__Document section__:
------------------------------------------------------------

= Franco Bomprezzi =

Italian journalist and writer

Franco Bomprezzi (1 August 1952 – 18 December 2014) was an Italian journalist and writer.

Born in Florence, Bomprezzi was born with osteogenesis imperfecta. Among other things, he was also chief editor for RAI, he worked for the newspapers Mattino di Padova" and Il Resto del Carlino, and was director of the journal DM and of the magazine Mobilità. He appeared in the short-film Solo Cinque Minuti or Just Five Minutes with Valeria Golino. He was a member of Vodafone Italia Foundation's scientific committee and spokesman of the Ledha-League for the Rights of Persons with Disabilities. He received the Order of Merit in 2007.

==Biography==
Suffering from birth from Osteogenesis imperfecta, which would lead him to live and work in a wheelchair, he followed the movements of his military father, completing his studies in Florence, Chieti, Rovigo and Padua. He was news chief at Il Mattino di Padova for many years; he also worked with the editorial staff of il Resto del Carlino, before moving to Milan, where he held the position of central editor-in-chief at AGR.

He collaborated with several thematic publications, dealing with the difficulties of disabled people. He was editor in chief of DM, a periodical of UILDM, as well as editor of Mobility magazine, which ceased publication at the end of 2008. He was the founder of the portal Superando.it and spokesman for Ledha, the League for the Rights of Persons with Disabilities.

------------------------------------------------------------

__Exercise data__:

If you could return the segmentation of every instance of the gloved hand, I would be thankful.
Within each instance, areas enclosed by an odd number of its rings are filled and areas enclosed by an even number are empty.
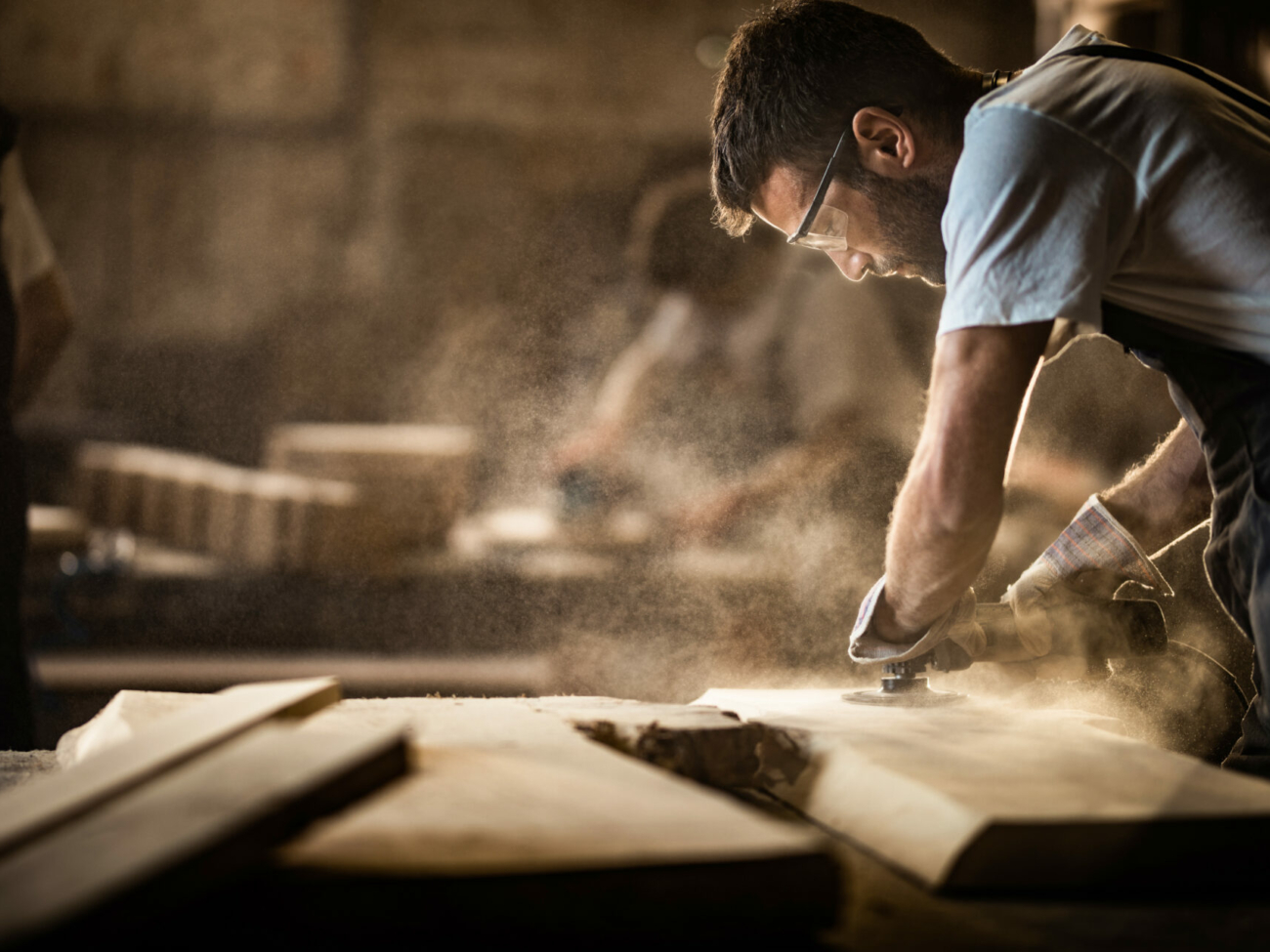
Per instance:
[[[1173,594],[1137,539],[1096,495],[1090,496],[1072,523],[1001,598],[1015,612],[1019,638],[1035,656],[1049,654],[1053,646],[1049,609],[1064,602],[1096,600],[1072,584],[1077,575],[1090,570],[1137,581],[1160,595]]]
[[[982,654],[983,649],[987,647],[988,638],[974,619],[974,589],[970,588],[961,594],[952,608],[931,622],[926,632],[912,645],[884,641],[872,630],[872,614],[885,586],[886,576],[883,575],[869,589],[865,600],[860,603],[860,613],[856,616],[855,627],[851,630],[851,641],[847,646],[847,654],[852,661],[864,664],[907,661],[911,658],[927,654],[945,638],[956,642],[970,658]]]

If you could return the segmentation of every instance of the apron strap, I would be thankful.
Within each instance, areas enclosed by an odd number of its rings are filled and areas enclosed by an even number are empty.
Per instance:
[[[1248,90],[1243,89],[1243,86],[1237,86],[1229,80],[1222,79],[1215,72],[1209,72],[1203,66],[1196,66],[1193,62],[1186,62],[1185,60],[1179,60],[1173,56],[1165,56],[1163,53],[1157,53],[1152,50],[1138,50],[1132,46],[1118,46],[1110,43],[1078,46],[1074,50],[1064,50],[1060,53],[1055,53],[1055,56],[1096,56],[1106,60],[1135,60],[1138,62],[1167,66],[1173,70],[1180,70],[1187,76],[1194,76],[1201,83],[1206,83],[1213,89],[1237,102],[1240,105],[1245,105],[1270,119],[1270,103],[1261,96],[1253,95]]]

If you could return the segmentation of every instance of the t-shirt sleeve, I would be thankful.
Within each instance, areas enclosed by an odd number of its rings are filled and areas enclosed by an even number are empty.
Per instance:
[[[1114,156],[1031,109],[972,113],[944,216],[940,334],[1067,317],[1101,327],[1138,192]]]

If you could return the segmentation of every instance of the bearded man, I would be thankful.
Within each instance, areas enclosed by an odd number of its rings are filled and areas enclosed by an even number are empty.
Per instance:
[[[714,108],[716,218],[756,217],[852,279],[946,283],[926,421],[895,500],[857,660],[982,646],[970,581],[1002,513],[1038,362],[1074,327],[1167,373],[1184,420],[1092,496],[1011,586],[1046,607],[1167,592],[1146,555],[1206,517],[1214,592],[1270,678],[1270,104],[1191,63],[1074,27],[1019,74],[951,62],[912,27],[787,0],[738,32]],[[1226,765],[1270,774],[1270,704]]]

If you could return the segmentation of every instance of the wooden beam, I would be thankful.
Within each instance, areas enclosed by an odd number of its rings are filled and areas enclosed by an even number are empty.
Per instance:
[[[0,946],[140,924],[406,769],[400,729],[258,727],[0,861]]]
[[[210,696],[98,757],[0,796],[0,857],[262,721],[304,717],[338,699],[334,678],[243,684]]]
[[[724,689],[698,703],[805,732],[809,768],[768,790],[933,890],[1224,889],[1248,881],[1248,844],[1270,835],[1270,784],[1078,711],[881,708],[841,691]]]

------------------------------------------------------------

__Questions to answer__:
**1)** Reproduce the passage of the Franco Bomprezzi text between "Franco Bomprezzi (1" and "Merit in 2007.", inclusive.
**2)** Carry on the Franco Bomprezzi text from the point where it stops.

__Task answers__:
**1)**
Franco Bomprezzi (1 August 1952 – 18 December 2014) was an Italian journalist and writer.

Born in Florence, Bomprezzi was born with osteogenesis imperfecta. Among other things, he was also chief editor for RAI, he worked for the newspapers Mattino di Padova" and Il Resto del Carlino, and was director of the journal DM and of the magazine Mobilità. He appeared in the short-film Solo Cinque Minuti or Just Five Minutes with Valeria Golino. He was a member of Vodafone Italia Foundation's scientific committee and spokesman of the Ledha-League for the Rights of Persons with Disabilities. He received the Order of Merit in 2007.

**2)**
Responsible for social communication for the Telethon Fondazione Onlus Committee for years, he also joined the scientific committee of the Vodafone Italia Foundation.

In 2005 he was awarded the Ambrogino d'oro. In 2007 he was appointed a knight of the Republic by President Giorgio Napolitano. In 2009, he stood in the 2009 provincial elections in Milan on the list that supported Filippo Penati candidacy for president of the province: he obtained 637 votes, which proved insufficient for his election. In the run-up to the 2011 municipal elections in Milan, he ran for city council on the Milano Civica X Pisapia Sindaco list, praising Pisapia himself for his attention to people with disabilities: on that occasion he obtained 344 preferences, which did not allow him to enter Palazzo Marino.

He died at Niguarda Hospital in Milan, where he had been hospitalized for some time, from a Pulmonary embolism. He had been a widower for many years to Nadia, who died in 2003, also with a disability and in a wheelchair.